Task: Take the lines from the one containing "Q. Point out the soup" through the one containing "pixel 329 535", inclusive, and write them out again with "soup in bowl" switched to "broth in bowl" and nothing else changed. Give only those lines.

Data for the task:
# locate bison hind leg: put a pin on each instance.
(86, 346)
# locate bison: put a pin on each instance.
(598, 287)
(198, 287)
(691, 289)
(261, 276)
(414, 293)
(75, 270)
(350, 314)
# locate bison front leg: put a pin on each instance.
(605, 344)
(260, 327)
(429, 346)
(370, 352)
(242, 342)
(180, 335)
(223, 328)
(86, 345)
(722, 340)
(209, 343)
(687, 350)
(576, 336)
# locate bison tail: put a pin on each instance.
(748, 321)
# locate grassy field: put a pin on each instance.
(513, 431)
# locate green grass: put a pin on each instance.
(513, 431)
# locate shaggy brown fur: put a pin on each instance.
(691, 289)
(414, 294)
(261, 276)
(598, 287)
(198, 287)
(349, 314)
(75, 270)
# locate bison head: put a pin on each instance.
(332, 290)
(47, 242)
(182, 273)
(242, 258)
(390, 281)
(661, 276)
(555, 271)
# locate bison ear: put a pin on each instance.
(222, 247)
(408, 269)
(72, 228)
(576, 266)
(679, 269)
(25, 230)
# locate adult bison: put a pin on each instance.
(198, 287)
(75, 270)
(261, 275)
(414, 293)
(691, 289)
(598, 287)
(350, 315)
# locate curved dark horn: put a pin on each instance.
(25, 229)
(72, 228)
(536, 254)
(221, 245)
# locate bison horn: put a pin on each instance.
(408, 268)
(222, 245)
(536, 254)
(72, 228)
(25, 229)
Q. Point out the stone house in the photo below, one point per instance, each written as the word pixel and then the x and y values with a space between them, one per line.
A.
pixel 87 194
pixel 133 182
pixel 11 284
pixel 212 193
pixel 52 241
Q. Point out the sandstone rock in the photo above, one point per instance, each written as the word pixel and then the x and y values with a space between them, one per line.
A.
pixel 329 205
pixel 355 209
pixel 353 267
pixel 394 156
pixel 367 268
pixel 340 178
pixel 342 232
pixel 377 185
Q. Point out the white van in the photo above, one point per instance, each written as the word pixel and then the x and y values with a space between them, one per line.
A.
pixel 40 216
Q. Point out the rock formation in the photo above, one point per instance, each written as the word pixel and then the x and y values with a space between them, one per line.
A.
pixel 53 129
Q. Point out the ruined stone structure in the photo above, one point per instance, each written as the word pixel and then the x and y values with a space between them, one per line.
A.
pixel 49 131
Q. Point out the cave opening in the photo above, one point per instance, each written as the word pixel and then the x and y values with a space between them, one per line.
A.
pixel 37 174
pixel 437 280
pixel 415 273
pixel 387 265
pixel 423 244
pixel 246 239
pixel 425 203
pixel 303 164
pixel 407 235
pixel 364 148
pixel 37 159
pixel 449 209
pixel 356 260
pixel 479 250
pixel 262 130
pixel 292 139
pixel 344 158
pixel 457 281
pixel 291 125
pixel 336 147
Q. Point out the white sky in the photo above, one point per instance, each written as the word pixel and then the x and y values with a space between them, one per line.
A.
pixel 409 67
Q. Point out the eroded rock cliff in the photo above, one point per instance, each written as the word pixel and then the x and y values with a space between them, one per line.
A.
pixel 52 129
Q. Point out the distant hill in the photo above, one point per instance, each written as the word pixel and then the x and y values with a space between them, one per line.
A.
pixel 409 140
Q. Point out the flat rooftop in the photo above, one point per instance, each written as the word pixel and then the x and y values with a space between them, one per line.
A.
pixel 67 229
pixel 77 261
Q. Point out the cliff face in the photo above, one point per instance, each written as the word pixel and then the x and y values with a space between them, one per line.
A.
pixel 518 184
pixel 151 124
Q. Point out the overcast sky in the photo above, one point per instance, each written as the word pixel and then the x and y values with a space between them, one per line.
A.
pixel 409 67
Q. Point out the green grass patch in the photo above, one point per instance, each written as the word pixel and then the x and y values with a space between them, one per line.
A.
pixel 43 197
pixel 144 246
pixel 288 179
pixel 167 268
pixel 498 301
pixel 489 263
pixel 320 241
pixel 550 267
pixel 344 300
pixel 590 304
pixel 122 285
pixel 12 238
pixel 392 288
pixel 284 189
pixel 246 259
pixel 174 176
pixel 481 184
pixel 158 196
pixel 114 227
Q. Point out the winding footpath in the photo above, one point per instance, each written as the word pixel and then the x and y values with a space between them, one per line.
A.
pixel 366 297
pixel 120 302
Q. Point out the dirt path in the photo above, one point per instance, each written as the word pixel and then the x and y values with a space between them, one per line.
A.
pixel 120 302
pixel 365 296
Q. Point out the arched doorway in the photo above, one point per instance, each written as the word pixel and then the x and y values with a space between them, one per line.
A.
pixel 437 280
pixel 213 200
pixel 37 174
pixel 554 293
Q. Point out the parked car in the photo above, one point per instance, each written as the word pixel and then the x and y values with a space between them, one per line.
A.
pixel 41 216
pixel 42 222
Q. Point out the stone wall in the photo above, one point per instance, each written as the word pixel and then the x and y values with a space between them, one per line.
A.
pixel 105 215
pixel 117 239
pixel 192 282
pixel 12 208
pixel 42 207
--
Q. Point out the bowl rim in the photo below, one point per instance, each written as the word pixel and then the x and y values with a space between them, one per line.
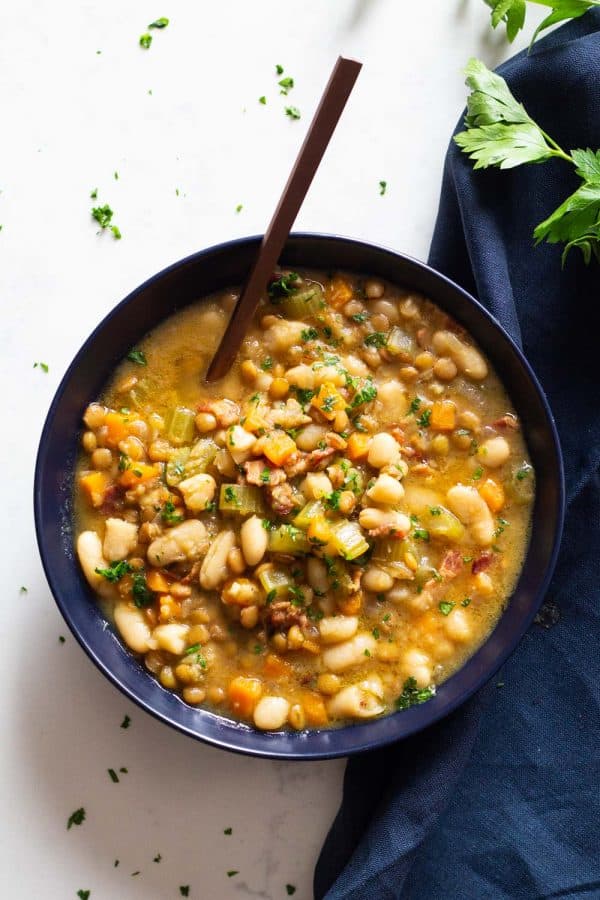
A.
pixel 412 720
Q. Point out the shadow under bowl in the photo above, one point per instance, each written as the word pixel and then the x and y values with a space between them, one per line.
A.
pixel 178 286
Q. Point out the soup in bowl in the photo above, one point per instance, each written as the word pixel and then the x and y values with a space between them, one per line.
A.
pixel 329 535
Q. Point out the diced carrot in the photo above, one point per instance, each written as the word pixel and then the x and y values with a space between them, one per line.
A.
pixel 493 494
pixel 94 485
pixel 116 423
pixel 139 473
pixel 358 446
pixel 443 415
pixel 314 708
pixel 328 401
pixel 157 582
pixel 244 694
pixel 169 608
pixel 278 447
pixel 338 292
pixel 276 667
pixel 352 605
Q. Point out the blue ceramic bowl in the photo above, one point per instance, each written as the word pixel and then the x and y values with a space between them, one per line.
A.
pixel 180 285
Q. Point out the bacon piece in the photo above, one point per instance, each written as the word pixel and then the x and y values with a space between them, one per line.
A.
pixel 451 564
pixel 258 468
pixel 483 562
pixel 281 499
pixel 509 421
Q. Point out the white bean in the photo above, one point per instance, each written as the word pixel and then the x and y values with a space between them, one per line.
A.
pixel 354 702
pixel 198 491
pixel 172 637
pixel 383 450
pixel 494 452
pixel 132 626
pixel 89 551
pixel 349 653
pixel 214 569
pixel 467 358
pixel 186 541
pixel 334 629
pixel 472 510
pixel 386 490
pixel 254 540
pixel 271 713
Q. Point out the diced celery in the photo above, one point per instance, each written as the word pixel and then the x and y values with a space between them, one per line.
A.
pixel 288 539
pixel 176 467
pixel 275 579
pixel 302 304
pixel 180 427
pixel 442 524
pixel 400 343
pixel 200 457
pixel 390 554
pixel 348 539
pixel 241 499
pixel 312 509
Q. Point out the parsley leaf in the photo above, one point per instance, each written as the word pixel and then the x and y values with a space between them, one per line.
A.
==
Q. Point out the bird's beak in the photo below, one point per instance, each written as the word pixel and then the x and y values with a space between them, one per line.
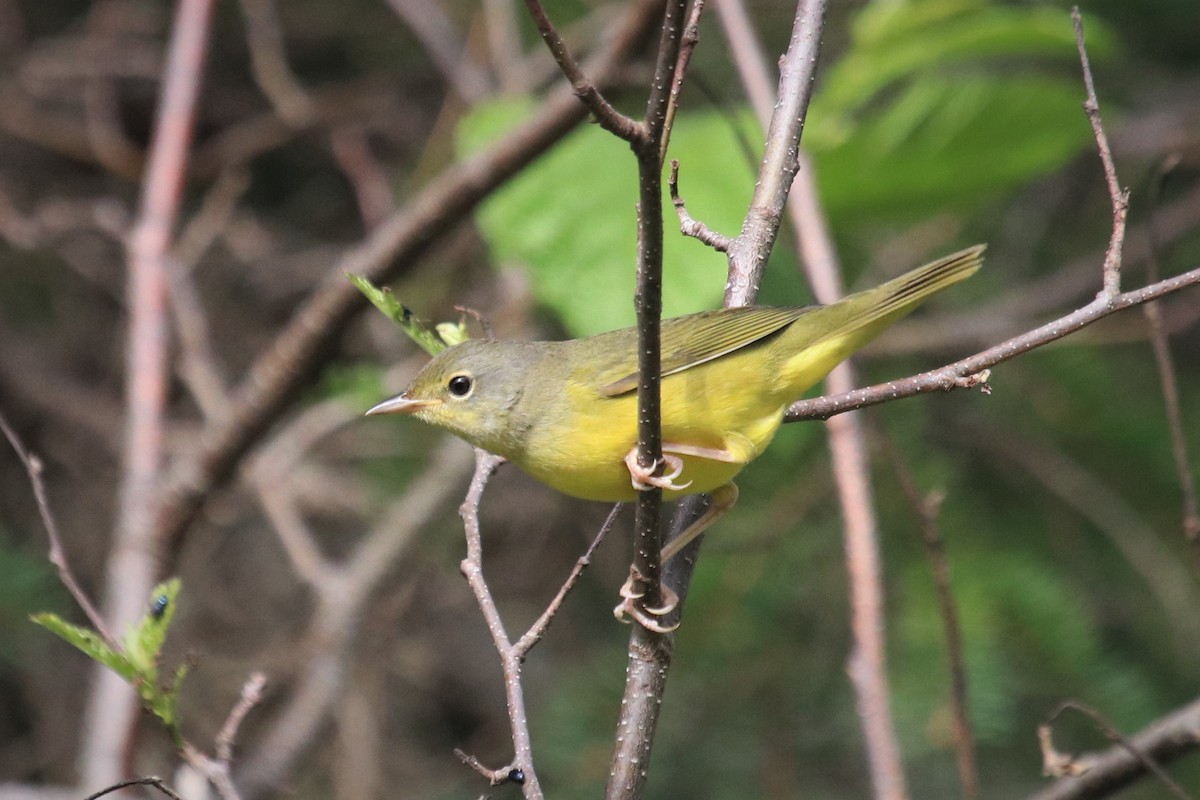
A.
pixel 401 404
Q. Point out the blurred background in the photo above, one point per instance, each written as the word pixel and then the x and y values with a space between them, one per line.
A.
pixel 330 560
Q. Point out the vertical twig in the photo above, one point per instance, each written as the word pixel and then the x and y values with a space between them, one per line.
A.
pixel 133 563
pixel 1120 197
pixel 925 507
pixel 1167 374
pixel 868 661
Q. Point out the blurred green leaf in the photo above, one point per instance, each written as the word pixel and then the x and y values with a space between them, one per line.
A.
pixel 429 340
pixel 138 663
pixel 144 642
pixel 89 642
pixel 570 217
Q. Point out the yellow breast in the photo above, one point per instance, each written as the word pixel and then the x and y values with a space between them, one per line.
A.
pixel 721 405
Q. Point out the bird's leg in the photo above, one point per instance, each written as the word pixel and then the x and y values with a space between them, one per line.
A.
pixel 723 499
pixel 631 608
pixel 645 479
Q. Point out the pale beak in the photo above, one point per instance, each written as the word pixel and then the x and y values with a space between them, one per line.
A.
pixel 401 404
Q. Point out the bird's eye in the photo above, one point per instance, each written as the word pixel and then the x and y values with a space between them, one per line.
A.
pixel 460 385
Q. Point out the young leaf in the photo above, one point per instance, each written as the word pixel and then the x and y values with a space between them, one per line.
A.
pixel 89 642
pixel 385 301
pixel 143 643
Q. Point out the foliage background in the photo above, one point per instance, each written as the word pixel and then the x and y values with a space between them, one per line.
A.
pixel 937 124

Exercise answer:
Q. Point out the broth in bowl in the photo above, one point per instance, each written as the word pixel and then the x and y values with a space between them, one per line.
A.
pixel 329 535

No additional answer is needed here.